Extract to read ▸

= = = = = = =

How can I know that indexing completed on a datase...
# community-help
t
How can I know that indexing completed on a dataset?
k
When the endpoint response arrives, indexing is done. All endpoints are synchronous.
t
If we restart the instance, it take a long time before it's usable, like 30 minutes. It re-index on reboot?
k
Yes, only raw documents are stored on disk and indexing happens in memory on restart.
t
Alright, what's the bottleneck on that? CPU or Disk speed?
k
CPU. The latest 0.23 RC builds are faster in this respect.
t
How much faster is 0.23 RC?
k
Depends on dataset. Primary work is around numerical fields.
t
Dataset is majority text
k
We recommend running a 3 node configuration so rotationse can be done without a single point of failure.
There might be a few other things we can still do to optimize text fields.
t
Yeah we're starting with 3 nodes in a cluster
What's the optimal size in terms of keys?
We have 60 datapoints that need to filter on
@Kishore Nallan How often do the API break, could rolling upgrades on a cluster be a problem?

= = = = = = =

Directive ▸
Answer these questions from the forum thread above:
1. At what point is indexing on a dataset complete?
2. Which resource is named as the bottleneck when the instance re-indexes on restart?
3. How many datapoints need to be filtered on?

= = = = = = =

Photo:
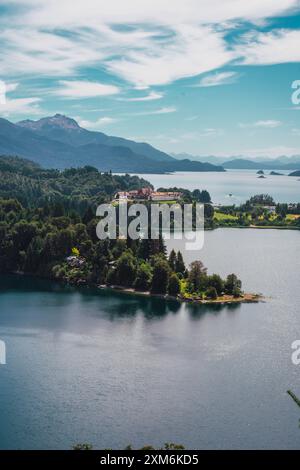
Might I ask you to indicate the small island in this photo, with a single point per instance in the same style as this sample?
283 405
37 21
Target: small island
144 269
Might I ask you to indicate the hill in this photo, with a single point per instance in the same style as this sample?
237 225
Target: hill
59 142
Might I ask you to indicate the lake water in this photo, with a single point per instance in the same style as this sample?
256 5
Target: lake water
112 369
241 184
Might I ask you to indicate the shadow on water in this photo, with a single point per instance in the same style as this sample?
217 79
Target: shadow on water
114 305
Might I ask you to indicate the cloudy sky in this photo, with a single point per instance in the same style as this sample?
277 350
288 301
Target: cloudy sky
199 76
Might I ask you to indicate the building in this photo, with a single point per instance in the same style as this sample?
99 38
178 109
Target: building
165 196
147 194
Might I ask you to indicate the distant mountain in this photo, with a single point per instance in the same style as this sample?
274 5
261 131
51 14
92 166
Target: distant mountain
244 164
68 131
59 142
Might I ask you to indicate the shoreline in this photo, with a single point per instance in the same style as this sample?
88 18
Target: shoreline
225 299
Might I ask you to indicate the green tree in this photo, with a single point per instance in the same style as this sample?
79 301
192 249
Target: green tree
233 285
161 273
211 293
179 265
126 269
174 285
143 277
217 282
197 278
172 260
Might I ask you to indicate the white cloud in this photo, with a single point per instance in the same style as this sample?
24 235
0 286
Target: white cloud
222 78
164 110
84 89
274 47
150 97
11 87
166 41
267 124
20 106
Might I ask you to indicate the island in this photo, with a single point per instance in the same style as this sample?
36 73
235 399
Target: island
48 230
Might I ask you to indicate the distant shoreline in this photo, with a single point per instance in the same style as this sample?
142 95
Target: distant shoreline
225 299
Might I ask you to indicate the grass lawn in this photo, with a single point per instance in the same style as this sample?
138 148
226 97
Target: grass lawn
221 217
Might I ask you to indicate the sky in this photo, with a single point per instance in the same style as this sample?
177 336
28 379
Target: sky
205 77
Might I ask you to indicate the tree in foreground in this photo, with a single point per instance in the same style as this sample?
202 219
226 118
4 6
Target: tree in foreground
197 279
174 285
143 277
161 273
233 285
211 293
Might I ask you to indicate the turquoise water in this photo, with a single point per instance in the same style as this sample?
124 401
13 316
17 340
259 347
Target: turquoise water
101 367
241 184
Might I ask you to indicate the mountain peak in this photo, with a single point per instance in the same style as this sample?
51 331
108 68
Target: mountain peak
58 120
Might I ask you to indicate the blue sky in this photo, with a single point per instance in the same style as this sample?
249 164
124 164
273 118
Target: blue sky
207 77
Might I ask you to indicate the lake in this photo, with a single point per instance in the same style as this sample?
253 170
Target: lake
93 366
242 184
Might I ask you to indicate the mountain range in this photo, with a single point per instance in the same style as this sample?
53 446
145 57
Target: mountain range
59 142
243 163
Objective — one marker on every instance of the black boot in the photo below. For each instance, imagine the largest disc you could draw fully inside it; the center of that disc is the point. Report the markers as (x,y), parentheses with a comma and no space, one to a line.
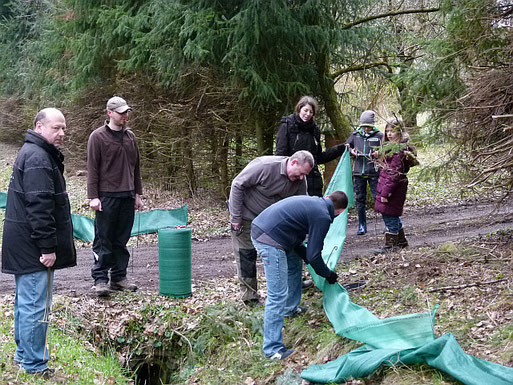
(391,244)
(362,222)
(402,242)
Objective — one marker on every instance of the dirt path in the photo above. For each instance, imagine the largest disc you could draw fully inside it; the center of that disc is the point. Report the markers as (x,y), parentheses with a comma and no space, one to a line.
(213,259)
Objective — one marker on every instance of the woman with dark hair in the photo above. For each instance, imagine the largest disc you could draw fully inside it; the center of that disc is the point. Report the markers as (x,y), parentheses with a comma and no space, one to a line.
(299,131)
(397,157)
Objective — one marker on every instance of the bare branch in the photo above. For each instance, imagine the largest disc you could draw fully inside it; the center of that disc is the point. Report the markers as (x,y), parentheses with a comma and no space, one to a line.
(389,14)
(360,68)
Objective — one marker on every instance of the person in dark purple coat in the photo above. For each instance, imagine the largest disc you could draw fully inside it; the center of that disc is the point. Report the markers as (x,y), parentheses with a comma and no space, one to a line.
(397,157)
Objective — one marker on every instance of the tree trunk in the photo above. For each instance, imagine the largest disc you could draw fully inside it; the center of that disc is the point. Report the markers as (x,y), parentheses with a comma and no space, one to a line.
(264,134)
(190,175)
(329,97)
(223,165)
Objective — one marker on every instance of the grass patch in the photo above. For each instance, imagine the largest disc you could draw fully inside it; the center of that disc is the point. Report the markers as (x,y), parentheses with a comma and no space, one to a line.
(75,360)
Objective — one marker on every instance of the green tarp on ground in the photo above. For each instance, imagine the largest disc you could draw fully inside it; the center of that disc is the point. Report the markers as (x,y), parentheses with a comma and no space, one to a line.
(402,340)
(145,222)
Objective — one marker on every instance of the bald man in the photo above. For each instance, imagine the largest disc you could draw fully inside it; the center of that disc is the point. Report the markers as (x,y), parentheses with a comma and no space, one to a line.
(38,236)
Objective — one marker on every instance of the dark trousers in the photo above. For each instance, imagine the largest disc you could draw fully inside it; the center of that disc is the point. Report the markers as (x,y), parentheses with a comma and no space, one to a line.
(112,228)
(246,256)
(360,192)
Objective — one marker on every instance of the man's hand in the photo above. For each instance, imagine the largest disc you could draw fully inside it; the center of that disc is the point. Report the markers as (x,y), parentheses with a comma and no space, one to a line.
(95,204)
(332,278)
(138,202)
(47,259)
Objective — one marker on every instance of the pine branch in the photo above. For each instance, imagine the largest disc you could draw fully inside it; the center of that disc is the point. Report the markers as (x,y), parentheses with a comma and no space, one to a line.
(388,14)
(360,68)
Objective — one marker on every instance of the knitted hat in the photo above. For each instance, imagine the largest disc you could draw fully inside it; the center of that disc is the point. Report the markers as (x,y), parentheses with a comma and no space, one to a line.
(367,118)
(118,105)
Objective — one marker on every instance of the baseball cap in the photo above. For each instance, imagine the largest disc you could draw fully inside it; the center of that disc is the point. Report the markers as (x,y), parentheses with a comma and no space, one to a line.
(118,105)
(368,118)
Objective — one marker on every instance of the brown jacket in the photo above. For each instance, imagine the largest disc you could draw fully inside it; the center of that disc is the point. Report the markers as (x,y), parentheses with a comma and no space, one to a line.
(263,182)
(112,164)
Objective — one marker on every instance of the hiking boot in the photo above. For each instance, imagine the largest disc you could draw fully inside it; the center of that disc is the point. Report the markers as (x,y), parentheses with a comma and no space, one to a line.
(362,229)
(391,244)
(281,354)
(253,302)
(45,374)
(122,285)
(362,221)
(402,242)
(300,310)
(102,289)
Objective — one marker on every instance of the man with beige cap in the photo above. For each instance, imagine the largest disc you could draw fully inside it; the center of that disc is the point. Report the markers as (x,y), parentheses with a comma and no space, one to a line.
(114,187)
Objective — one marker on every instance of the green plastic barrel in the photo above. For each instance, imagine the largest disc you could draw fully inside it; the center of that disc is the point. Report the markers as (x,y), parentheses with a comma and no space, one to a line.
(175,262)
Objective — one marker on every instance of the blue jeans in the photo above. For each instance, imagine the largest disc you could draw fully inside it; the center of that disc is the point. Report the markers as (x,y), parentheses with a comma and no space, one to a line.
(29,310)
(393,224)
(283,272)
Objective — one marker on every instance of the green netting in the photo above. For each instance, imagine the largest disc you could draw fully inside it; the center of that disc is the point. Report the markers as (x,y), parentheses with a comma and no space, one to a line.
(145,222)
(402,340)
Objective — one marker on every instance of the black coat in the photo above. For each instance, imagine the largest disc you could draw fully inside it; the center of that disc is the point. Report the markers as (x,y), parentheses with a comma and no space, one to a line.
(295,135)
(365,144)
(37,216)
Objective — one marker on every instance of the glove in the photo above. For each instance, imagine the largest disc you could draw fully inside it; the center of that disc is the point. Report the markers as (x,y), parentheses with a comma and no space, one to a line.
(332,278)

= = = = = = =

Completed exercise ▸
1. Indexing is complete when the endpoint response arrives, since all endpoints are synchronous.
2. CPU.
3. 60.